**** Document text

LinkedIn has opened the floodgates to a world of professional content with their publishing platform. Top influencers are publishing their content on LinkedIn and in turn, a lot of professionals are seeking out content on the platform to read. With this fact alone, it’s no surprise then that lawyers, accountants, and consultants who are looking to position themselves as the go-to-experts should be publishing their content here too. If you’re looking to achieve LinkedIn publishing success, here is how to generate impact from every post you publish.
What is LinkedIn publisher?
To achieve LinkedIn publishing success, you first need to understand what is LinkedIn publisher.
LinkedIn publisher is a feature on LinkedIn which allows you to publish long-form posts to (potentially) anybody on LinkedIn. It’s about sharing content that’s useful, well written, attractively presented and interesting.
Done well, it helps to develop business relationships, expertise and sales. It can put your expertise in front of all your contacts and others you don’t yet know. In fact, for many small firms, the LinkedIn posts they publish on pulse get more views than blogs on their own websites!
LinkedIn publisher (dependent on your firm’s social media policy) is also a way you can publish your own blog posts if you don’t want to publish on your firm’s website.
What NOT to do on LinkedIn
Again, before we move on to our sure-fire tips on achieving LinkedIn publishing success, it’s really useful to know what NOT to do first.
The first thing you should know is that less is more! Don’t bombard your connections’ feeds with content because it could actually be doing more harm than good to your reputation. If you need help to plan or think through your content for LinkedIn then download our free content planning guide.
Yes, there will always be a case where one person’s great content might be another person’s rubbish content. You can’t avoid that. What you can do is avoid these three big content mistakes:
- Short one or two line posts (might even be dubious as a status update – let alone a post).
- 300-400 words of pure advertising and most of it badly written
- Good sounding articles, barely disguised as sales copy.
The first step to achieving LinkedIn publishing success is to not annoy your connections with poor posts. Think interesting and useful content presented well!
How to generate impact from a LinkedIn publisher post (5 tips!)
1. Make your headline clickable (not clever)
When you blog within Linkedin, your 1st-degree connections and LinkedIn followers may get a notification that you have published a blog post. (It used to be that everyone would be notified, but sadly those days are long gone)

********

Answer these about the text on LinkedIn publishing:
(a) For many small firms, what do their LinkedIn posts on pulse get more of than blogs on their own websites?
(b) What should a headline be made, according to the first tip?
(c) Who may get a notification when you blog within LinkedIn?
The items after this text play no part in this exercise.

**** Record set

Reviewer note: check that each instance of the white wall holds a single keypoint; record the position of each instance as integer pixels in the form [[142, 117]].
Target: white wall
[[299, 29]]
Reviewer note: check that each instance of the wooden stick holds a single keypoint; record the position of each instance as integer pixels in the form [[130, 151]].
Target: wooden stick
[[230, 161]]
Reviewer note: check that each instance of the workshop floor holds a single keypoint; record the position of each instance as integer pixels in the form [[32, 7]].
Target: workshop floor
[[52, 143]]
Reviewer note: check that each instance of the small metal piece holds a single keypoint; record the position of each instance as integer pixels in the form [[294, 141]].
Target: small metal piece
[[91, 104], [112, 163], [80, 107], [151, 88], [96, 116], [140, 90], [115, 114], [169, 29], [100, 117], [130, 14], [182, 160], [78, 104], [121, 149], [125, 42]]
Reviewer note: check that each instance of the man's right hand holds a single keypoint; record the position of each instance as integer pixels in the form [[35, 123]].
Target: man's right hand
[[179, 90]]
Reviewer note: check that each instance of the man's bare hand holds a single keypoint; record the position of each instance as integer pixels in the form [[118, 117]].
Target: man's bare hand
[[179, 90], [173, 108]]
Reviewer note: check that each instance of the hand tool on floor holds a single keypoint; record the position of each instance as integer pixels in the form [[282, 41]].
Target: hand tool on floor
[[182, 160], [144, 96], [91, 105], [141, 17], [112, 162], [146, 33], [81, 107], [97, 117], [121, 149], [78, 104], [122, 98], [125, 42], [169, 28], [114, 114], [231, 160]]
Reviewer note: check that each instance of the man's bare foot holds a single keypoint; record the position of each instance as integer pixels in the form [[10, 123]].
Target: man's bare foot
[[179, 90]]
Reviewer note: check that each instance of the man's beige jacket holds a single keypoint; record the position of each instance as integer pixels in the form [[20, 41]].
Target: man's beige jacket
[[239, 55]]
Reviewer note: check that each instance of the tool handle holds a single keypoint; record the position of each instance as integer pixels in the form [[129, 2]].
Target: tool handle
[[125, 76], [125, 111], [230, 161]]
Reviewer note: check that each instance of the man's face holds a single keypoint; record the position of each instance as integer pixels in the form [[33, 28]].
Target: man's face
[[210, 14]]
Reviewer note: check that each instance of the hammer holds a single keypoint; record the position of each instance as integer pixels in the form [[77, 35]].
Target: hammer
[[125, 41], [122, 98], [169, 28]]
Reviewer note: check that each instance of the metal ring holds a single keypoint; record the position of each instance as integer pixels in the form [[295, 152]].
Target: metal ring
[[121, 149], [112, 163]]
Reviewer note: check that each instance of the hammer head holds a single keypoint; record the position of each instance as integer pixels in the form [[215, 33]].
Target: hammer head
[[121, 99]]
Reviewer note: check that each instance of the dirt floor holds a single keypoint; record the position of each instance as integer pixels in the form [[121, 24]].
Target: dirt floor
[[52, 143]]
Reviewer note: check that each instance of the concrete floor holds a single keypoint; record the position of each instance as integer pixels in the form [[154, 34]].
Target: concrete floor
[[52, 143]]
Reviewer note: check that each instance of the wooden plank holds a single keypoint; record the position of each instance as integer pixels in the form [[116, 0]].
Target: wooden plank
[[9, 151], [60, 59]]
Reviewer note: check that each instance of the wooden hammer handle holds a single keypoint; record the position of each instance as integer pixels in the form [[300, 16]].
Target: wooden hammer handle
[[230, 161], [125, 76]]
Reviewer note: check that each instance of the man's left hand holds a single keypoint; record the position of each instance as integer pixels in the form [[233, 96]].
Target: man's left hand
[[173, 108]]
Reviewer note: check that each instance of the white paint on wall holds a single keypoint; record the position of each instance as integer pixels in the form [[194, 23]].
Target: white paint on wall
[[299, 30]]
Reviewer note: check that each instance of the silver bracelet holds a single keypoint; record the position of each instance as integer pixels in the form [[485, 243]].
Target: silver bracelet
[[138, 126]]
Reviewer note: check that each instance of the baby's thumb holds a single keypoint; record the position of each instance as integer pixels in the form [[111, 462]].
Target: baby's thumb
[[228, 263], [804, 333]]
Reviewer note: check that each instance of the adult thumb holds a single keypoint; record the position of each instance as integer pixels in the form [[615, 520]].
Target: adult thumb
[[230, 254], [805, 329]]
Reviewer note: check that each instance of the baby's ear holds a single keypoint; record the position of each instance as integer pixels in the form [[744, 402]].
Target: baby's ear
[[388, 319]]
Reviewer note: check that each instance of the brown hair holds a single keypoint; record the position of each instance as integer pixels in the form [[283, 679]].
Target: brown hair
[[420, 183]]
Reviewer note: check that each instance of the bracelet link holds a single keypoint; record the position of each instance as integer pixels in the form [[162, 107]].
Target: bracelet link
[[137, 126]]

********

Full response ->
(a) Views.
(b) Clickable, not clever.
(c) Your 1st-degree connections and LinkedIn followers.